Kiwi’s seal clean sweep

New Zealand sealed a clean sweep over arch-rivals Australia with a thrilling one wicket one in the last over of the match. After a phenomenal innings of 181 not out by Matthew Hayden powered Australia to an imposing total of 346, superb efforts by Craig McMillan and Brendon McCullum were just enough to get the Black Caps across the line, ensuring that they leave for the Carribean on a high.

From the start New Zealand’s bowlers lacked penetration and looked unlikely to take any wickets. Effectively missing their frontline bowlers, with Bond, Vettori, Oram and Mills all absent, the Australian’s looked in total control from the start of their innings. However, it was not the majestic Hayden who grabbed the initiative, but his partner Shane Watson. Watson looked excellent on both the front and back foot, blasting 8 boundaries and looking particularly strong through the cover point region.

Whilst Watson was rattling along at more than a run a ball, Hayden contented himself to bide his time occasionally cracking the odd poor ball from James Franklin through point. Both of New Zealand’s openers, Tuffee and Franklin, struggled to put the ball in the right places. Franklin in particular, bowled too short, and was thrashed square of the wicket on more than one occasion. Tuffee also initially struggled with his line, but recovered well, to finish his first spell of six overs, having conceeded only 26 runs. It was a fine return for a man who had struggled so badly at Auckland.

However, the introduction of Mark Gillespie into the attack was followed with a string of boundaries from the bat of Watson, who showed now mercy to the paceman’s wayward line and length. Three boundaries disappeared in his first over, and the Australian openers ensured Gillespie’s troubles continued throughout his first spell. The introduction of Jeetan Patel and Scott Styris into the attack helped to reign in the Australian charge. Both bowled accurately, but with no assistance from the pitch, as the visitor’s runrate gradually fell from 6 to 5 and then to 4.5.

Watson’s frustration at being unable to force the pace eventually told, as he was squared up by a straight delivery from Patel, and dismissed lbw, although there were some questions as to the height of the delivery. For Patel, it was just rewards for an excellent first spell. The dismissal, many would have believed, would have been the perfect time to introduce the second power play which Fleming had opted not to take in the 15th over. However, instead, the kiwi captain opted to leave the field back, and return James Franklin to the bowling crease.

• • • • • • •

• _Set task A_:
Answer these about the cricket match report:
(i) How many runs did Matthew Hayden score?
(ii) How many boundaries did Shane Watson hit?
(iii) How many runs did Tuffee concede in his first spell of six overs?

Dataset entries
• • • • • • •

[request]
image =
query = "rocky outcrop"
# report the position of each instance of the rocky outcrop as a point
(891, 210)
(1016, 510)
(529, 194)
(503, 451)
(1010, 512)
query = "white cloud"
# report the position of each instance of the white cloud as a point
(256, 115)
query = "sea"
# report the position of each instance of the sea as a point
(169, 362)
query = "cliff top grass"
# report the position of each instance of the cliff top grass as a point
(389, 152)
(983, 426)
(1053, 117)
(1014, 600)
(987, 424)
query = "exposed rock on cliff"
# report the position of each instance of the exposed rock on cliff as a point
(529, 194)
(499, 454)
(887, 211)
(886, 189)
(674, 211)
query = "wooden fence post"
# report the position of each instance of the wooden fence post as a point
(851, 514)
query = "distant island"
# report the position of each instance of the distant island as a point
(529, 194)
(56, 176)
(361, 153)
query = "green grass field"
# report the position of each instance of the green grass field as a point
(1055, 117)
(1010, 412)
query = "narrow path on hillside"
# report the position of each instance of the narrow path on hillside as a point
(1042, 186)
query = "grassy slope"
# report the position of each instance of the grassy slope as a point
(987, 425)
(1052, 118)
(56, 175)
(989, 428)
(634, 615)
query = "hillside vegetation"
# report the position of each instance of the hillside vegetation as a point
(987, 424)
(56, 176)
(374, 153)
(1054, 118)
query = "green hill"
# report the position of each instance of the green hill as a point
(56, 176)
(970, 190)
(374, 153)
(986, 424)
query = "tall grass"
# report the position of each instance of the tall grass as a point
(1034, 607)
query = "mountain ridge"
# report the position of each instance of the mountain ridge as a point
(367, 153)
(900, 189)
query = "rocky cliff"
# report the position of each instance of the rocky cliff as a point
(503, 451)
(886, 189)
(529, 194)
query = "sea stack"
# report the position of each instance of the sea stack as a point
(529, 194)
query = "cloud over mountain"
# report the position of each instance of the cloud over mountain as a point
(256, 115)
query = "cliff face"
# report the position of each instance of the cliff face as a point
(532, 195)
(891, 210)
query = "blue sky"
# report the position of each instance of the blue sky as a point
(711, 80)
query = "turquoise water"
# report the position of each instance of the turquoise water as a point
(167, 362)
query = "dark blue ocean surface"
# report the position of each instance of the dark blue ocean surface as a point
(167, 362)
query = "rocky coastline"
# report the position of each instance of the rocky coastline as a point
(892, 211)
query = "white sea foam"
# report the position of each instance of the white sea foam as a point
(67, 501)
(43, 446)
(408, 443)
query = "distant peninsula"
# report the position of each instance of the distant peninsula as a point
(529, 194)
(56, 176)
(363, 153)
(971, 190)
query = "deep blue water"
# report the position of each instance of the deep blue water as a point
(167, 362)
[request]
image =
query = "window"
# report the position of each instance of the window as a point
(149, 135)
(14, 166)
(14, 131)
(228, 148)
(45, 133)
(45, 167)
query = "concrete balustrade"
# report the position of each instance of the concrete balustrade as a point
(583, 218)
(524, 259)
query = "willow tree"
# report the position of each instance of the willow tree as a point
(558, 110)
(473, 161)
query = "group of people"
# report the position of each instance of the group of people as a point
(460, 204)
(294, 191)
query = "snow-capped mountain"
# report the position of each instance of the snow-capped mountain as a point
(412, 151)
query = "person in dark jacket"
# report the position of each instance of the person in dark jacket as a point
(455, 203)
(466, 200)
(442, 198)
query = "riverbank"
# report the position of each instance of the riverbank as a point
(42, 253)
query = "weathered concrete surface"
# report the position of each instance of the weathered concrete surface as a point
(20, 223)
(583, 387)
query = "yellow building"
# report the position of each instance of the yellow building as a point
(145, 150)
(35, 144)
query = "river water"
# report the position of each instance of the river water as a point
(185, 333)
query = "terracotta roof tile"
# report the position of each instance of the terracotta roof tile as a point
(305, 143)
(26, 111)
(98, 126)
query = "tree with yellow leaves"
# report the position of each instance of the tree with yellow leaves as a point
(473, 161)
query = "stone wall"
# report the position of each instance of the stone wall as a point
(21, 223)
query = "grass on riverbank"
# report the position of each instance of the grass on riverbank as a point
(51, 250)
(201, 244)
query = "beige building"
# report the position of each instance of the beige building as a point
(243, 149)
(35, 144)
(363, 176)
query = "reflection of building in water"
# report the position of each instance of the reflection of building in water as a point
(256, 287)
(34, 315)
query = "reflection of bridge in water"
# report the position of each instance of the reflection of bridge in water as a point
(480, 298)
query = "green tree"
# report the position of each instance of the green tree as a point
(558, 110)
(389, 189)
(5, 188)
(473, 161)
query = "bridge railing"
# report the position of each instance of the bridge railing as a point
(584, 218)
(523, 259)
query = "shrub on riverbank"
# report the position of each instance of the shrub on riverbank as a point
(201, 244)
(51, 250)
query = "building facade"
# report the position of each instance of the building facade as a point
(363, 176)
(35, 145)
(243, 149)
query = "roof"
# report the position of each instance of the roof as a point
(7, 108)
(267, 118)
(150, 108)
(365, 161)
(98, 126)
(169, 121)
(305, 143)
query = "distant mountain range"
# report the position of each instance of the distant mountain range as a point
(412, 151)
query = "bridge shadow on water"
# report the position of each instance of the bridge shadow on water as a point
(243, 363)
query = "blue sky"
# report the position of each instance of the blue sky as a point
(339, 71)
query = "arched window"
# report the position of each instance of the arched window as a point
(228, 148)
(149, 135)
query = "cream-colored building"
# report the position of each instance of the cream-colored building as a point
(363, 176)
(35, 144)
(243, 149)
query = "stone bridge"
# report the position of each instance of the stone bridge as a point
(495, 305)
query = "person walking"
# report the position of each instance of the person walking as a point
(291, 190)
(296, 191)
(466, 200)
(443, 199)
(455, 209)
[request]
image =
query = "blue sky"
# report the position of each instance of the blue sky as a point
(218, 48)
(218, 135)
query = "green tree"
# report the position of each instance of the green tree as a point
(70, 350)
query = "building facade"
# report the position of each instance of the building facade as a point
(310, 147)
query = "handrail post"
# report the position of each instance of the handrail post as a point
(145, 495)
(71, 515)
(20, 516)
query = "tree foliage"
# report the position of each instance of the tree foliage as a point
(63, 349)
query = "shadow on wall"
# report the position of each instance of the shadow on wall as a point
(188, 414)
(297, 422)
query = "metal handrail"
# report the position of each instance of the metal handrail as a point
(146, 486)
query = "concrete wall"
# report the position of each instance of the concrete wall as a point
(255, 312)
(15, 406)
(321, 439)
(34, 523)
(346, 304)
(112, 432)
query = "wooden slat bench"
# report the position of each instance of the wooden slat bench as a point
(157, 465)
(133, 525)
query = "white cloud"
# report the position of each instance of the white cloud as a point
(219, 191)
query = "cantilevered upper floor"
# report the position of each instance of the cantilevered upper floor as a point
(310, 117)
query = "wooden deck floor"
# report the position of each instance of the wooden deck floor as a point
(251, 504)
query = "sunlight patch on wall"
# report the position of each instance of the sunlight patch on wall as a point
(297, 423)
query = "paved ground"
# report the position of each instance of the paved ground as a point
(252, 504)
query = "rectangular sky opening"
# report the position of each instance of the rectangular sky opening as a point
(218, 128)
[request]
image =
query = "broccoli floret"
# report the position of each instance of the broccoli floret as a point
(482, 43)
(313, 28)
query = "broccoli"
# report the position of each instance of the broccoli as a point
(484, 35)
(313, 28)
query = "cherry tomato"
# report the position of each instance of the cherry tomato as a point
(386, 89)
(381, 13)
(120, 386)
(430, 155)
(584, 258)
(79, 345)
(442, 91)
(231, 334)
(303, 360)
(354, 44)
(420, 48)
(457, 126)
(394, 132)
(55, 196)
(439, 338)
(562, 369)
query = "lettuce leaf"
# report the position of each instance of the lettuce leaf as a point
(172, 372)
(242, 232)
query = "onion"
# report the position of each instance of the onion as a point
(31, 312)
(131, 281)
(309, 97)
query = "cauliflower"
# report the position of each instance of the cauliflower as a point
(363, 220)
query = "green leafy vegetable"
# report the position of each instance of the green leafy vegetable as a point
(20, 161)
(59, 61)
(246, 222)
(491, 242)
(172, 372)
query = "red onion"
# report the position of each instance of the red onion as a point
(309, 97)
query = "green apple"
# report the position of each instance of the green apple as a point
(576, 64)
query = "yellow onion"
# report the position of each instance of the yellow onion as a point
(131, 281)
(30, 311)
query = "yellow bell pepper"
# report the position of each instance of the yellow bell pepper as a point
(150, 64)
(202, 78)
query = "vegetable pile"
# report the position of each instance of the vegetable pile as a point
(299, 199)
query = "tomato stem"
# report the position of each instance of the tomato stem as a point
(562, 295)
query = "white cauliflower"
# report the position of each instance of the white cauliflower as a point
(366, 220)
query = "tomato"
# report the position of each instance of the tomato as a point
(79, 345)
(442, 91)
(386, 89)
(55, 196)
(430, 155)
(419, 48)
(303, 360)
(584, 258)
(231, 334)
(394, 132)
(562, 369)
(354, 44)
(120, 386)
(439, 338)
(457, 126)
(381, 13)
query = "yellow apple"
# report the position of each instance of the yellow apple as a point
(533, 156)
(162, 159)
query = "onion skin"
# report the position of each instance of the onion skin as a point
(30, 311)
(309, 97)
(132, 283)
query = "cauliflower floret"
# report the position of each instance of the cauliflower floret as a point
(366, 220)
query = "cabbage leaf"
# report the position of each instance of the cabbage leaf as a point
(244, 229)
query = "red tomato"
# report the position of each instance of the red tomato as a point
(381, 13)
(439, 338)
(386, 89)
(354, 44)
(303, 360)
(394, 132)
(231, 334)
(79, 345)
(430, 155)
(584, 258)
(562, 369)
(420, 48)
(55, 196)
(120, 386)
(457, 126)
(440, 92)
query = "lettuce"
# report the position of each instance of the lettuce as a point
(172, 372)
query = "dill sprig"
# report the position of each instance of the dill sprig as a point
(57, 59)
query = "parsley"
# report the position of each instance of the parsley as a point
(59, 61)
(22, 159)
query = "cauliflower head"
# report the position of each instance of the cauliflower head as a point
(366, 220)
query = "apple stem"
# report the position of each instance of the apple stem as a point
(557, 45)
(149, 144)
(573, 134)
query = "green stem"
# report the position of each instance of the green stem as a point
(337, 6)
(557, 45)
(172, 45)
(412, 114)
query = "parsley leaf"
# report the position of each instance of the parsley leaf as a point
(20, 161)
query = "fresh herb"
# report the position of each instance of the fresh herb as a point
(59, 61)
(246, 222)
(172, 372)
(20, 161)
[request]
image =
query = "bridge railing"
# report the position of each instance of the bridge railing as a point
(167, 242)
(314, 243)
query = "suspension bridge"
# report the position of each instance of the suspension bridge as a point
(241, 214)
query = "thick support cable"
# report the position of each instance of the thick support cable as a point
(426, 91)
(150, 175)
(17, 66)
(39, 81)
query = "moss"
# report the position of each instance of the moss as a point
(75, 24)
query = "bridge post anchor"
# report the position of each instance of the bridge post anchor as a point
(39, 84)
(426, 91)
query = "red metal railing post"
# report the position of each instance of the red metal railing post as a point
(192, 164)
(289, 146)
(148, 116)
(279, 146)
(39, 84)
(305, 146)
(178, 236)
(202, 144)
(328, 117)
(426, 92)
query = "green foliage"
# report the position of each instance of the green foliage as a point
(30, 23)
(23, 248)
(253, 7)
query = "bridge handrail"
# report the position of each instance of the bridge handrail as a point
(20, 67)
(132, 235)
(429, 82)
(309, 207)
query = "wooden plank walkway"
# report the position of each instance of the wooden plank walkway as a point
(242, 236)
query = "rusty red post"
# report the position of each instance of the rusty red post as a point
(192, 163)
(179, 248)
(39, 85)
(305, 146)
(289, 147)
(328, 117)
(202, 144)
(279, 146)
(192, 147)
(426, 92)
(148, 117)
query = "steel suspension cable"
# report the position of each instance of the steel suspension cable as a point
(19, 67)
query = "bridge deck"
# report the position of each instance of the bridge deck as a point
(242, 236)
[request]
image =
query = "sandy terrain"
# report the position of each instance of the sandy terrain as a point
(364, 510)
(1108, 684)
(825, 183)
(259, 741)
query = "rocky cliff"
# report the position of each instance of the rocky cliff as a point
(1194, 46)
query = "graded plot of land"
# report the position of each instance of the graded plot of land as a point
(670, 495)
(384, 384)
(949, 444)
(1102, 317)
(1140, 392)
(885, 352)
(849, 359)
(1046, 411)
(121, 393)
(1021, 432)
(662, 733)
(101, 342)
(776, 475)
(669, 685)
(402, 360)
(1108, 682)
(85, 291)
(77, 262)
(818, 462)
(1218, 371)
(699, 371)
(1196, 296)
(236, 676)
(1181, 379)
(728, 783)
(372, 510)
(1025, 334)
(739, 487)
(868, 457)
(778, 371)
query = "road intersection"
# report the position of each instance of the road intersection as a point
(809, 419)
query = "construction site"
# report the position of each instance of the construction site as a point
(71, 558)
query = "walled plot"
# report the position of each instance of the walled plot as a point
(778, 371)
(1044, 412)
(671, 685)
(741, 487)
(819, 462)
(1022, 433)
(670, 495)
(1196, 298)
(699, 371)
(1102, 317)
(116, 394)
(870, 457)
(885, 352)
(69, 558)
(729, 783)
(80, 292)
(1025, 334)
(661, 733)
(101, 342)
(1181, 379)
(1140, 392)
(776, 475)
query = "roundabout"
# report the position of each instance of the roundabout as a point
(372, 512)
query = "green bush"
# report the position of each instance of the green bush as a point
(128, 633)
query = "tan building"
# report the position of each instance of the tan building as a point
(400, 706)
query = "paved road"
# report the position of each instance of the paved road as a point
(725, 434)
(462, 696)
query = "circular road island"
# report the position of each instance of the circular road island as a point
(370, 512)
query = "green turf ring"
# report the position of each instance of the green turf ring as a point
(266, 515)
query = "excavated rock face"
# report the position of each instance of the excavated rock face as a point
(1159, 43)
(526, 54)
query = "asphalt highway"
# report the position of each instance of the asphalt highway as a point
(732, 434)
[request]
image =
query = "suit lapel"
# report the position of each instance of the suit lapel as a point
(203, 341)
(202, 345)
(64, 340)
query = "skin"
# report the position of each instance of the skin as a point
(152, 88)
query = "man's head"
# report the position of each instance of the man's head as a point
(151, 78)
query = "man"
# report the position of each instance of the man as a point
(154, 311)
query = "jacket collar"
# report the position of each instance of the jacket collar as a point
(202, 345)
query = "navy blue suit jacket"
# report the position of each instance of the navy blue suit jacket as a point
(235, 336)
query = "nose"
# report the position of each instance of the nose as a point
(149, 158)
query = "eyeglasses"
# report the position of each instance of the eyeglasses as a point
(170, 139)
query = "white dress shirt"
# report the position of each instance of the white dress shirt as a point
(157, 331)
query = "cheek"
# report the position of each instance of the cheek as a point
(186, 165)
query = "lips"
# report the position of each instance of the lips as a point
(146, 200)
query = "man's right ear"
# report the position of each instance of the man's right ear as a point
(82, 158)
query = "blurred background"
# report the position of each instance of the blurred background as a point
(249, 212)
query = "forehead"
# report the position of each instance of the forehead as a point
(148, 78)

• • • • • • •

• _Set task B_: Reproduce the dataset entries word for word, from their first line up to and including the line containing "(1034, 607)".

• _Written response A_:
(i) 181 not out
(ii) 8
(iii) 26

• _Written response B_:
[request]
image =
query = "rocky outcrop"
# report the position of each instance of the rocky outcrop as a point
(891, 210)
(1016, 510)
(529, 194)
(503, 451)
(1010, 512)
query = "white cloud"
# report the position of each instance of the white cloud as a point
(256, 115)
query = "sea"
# report the position of each instance of the sea as a point
(169, 362)
query = "cliff top grass"
# report the position of each instance of the cliff top grass as a point
(389, 152)
(983, 426)
(1053, 117)
(1014, 600)
(987, 424)
query = "exposed rock on cliff"
# report the position of each instance of the exposed rock on cliff as a point
(529, 194)
(499, 454)
(887, 211)
(886, 189)
(674, 211)
query = "wooden fence post"
# report the position of each instance of the wooden fence post as a point
(851, 514)
query = "distant island"
# report the position of each instance of the distant island as a point
(529, 194)
(56, 176)
(361, 153)
query = "green grass field"
# report the position of each instance of the green grass field as a point
(1055, 117)
(1010, 412)
query = "narrow path on hillside"
# report the position of each instance of the narrow path on hillside as a point
(1042, 186)
query = "grassy slope"
# report the position of each instance of the grassy slope as a point
(987, 425)
(1052, 118)
(56, 175)
(989, 428)
(634, 615)
query = "hillside vegetation"
# report the position of each instance of the hillside vegetation as a point
(987, 424)
(56, 176)
(374, 153)
(1054, 118)
query = "green hill"
# report the position of each instance of the green hill as a point
(56, 176)
(970, 190)
(374, 153)
(986, 424)
query = "tall grass"
# report the position of each instance of the tall grass as a point
(1034, 607)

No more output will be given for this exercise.